* **DIRECTIONS FOR THIS TASK**: Below are some records: retype them all exactly, but not the pictures.

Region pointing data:
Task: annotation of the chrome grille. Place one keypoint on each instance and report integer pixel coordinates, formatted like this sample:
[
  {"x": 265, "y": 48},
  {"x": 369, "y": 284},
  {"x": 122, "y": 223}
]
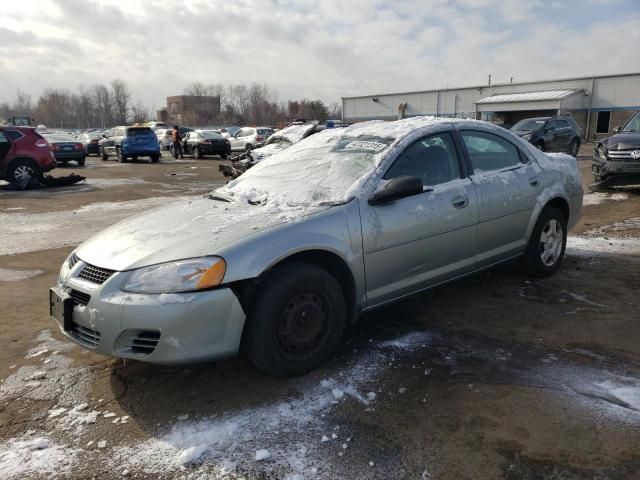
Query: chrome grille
[
  {"x": 622, "y": 154},
  {"x": 95, "y": 274},
  {"x": 86, "y": 336},
  {"x": 73, "y": 259},
  {"x": 80, "y": 298}
]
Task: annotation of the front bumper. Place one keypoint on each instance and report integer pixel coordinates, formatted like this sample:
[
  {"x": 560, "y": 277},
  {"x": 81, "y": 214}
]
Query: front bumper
[
  {"x": 602, "y": 168},
  {"x": 169, "y": 330}
]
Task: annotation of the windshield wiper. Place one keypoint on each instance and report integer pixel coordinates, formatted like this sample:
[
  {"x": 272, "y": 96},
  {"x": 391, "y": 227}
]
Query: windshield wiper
[{"x": 215, "y": 196}]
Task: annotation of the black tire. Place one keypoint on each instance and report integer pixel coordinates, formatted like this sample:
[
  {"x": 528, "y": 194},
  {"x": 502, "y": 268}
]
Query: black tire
[
  {"x": 297, "y": 320},
  {"x": 574, "y": 147},
  {"x": 538, "y": 247},
  {"x": 19, "y": 170}
]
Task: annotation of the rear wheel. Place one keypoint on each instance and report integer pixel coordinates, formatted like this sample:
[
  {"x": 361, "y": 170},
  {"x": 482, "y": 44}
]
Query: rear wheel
[
  {"x": 574, "y": 147},
  {"x": 21, "y": 171},
  {"x": 547, "y": 244},
  {"x": 297, "y": 320}
]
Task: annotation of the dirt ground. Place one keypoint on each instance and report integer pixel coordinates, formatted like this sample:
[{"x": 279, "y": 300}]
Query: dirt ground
[{"x": 498, "y": 376}]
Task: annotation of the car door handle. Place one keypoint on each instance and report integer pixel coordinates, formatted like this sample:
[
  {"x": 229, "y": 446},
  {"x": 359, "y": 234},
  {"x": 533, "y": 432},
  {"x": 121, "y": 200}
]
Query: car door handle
[{"x": 460, "y": 202}]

* **EXPECTED OUTPUT**:
Task: annotation of the chrome grille. Place one keypoint on each instance and report integer pixel coordinates, formatted like this sample:
[
  {"x": 265, "y": 48},
  {"x": 369, "y": 284},
  {"x": 122, "y": 223}
]
Query: chrome grille
[
  {"x": 622, "y": 154},
  {"x": 95, "y": 274},
  {"x": 86, "y": 336},
  {"x": 73, "y": 259},
  {"x": 80, "y": 298}
]
Task: annotation of the front bumper. Place one keypoint on each instance and report integer pixel coordinates, formatted like this sample:
[
  {"x": 560, "y": 277},
  {"x": 81, "y": 214}
]
Query: front bumper
[
  {"x": 602, "y": 168},
  {"x": 169, "y": 330}
]
Task: annotation of the windshield wiper. Place one keypoint on each instance and report integer pixel coordinates, formatted like this sample:
[
  {"x": 272, "y": 96},
  {"x": 391, "y": 227}
]
Query: windshield wiper
[{"x": 215, "y": 196}]
Task: annotation of the black tire. Place one keypoint on each instance and report integer pixel coordinates, formatted like this sample:
[
  {"x": 528, "y": 194},
  {"x": 502, "y": 268}
]
Query: black tire
[
  {"x": 297, "y": 320},
  {"x": 574, "y": 147},
  {"x": 538, "y": 247},
  {"x": 19, "y": 170}
]
Task: annotation of the rear wheel. Place one keypoint on each instance and report integer pixel coordinates, formatted like this sample:
[
  {"x": 361, "y": 170},
  {"x": 482, "y": 44}
]
Query: rear wheel
[
  {"x": 574, "y": 147},
  {"x": 21, "y": 171},
  {"x": 547, "y": 244},
  {"x": 297, "y": 320}
]
Task: annotation of the dirt ground. Place one keypoint on each instance and report integer pixel coordinates, formatted like this sample:
[{"x": 279, "y": 300}]
Query: dirt ground
[{"x": 498, "y": 376}]
Task: annotation of the car door handle. Place one keypoint on each instance and report integer pixel coordinates, formatted like this sample:
[
  {"x": 229, "y": 446},
  {"x": 359, "y": 234},
  {"x": 533, "y": 432},
  {"x": 121, "y": 200}
]
Query: car door handle
[{"x": 460, "y": 202}]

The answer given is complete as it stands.